-- TEXT BLOCK --
---

It’s impossible to talk about jazz pianist Horace Silver without regurgitating the same plaudits that, in reality, are entirely accurate. To begin with, Silver is a consistent and prolific composer with an enviable body of original material to his name. Moreover, he is one of the giants of post-War bop piano, a sophisticated craftsman and highly influential trendsetter. The elegant, stylized aspects of blues and gospel music that have infused his playing since the early ’50 subsequently informed the hard bop aesthetic that coalesced later in that decade, many of the musicians who’ve passed through Silver’s combos championing the style in turn.
But if it’s the infectious, earthy tones of compositions like “The Preacher” and “Sister Sadie” for which Silver is best known, it’s the dark, Latin-tinged and exotic side of his discography – compositions like “Song for my Father,” “The Dragon Lady,” “Safari,” “Tokyo Blues,” “Baghdad Blues” and many others – that have made Silver, for me, a lasting favorite.

---

-- SUPPLIED RECORDS --
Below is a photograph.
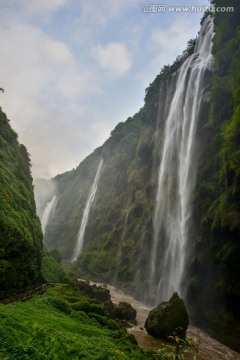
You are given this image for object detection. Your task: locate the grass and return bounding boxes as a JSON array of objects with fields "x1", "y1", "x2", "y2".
[{"x1": 0, "y1": 285, "x2": 152, "y2": 360}]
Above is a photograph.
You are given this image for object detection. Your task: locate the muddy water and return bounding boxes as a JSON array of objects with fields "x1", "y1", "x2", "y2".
[{"x1": 100, "y1": 285, "x2": 240, "y2": 360}]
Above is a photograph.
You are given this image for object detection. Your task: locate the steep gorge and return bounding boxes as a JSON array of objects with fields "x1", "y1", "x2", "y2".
[
  {"x1": 37, "y1": 0, "x2": 240, "y2": 351},
  {"x1": 0, "y1": 110, "x2": 43, "y2": 299}
]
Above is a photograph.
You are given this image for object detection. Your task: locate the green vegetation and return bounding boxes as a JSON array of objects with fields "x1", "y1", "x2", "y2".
[
  {"x1": 42, "y1": 249, "x2": 68, "y2": 283},
  {"x1": 0, "y1": 285, "x2": 153, "y2": 360},
  {"x1": 188, "y1": 0, "x2": 240, "y2": 351},
  {"x1": 0, "y1": 110, "x2": 43, "y2": 299}
]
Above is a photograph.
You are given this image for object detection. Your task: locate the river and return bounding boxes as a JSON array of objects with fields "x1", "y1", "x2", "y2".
[{"x1": 94, "y1": 284, "x2": 240, "y2": 360}]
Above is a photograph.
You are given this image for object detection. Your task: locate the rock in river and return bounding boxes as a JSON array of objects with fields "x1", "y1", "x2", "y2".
[{"x1": 145, "y1": 292, "x2": 189, "y2": 340}]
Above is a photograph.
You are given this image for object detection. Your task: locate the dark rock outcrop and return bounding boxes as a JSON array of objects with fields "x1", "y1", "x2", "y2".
[{"x1": 145, "y1": 293, "x2": 189, "y2": 340}]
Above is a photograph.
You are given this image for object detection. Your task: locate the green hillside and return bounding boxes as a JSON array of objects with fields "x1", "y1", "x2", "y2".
[{"x1": 0, "y1": 111, "x2": 42, "y2": 299}]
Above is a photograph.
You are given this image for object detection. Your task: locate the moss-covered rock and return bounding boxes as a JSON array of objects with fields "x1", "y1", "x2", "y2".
[
  {"x1": 145, "y1": 293, "x2": 189, "y2": 340},
  {"x1": 0, "y1": 110, "x2": 43, "y2": 299}
]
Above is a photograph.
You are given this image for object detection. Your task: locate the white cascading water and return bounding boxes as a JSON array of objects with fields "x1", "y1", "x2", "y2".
[
  {"x1": 72, "y1": 159, "x2": 103, "y2": 262},
  {"x1": 149, "y1": 17, "x2": 213, "y2": 302},
  {"x1": 41, "y1": 195, "x2": 57, "y2": 235}
]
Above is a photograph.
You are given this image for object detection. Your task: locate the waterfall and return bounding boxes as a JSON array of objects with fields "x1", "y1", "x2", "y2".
[
  {"x1": 41, "y1": 195, "x2": 57, "y2": 234},
  {"x1": 72, "y1": 159, "x2": 103, "y2": 262},
  {"x1": 149, "y1": 17, "x2": 213, "y2": 302},
  {"x1": 113, "y1": 208, "x2": 131, "y2": 284}
]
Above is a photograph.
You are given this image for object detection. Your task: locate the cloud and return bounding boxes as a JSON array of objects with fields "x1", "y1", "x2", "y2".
[
  {"x1": 8, "y1": 0, "x2": 68, "y2": 15},
  {"x1": 150, "y1": 16, "x2": 199, "y2": 66},
  {"x1": 93, "y1": 42, "x2": 132, "y2": 76},
  {"x1": 0, "y1": 23, "x2": 98, "y2": 177}
]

---

-- WHAT TO PRODUCE --
Please reproduce, word for word, everything from "It’s impossible to" down to "style in turn." in the Horace Silver text above.

-- RESPONSE --
It’s impossible to talk about jazz pianist Horace Silver without regurgitating the same plaudits that, in reality, are entirely accurate. To begin with, Silver is a consistent and prolific composer with an enviable body of original material to his name. Moreover, he is one of the giants of post-War bop piano, a sophisticated craftsman and highly influential trendsetter. The elegant, stylized aspects of blues and gospel music that have infused his playing since the early ’50 subsequently informed the hard bop aesthetic that coalesced later in that decade, many of the musicians who’ve passed through Silver’s combos championing the style in turn.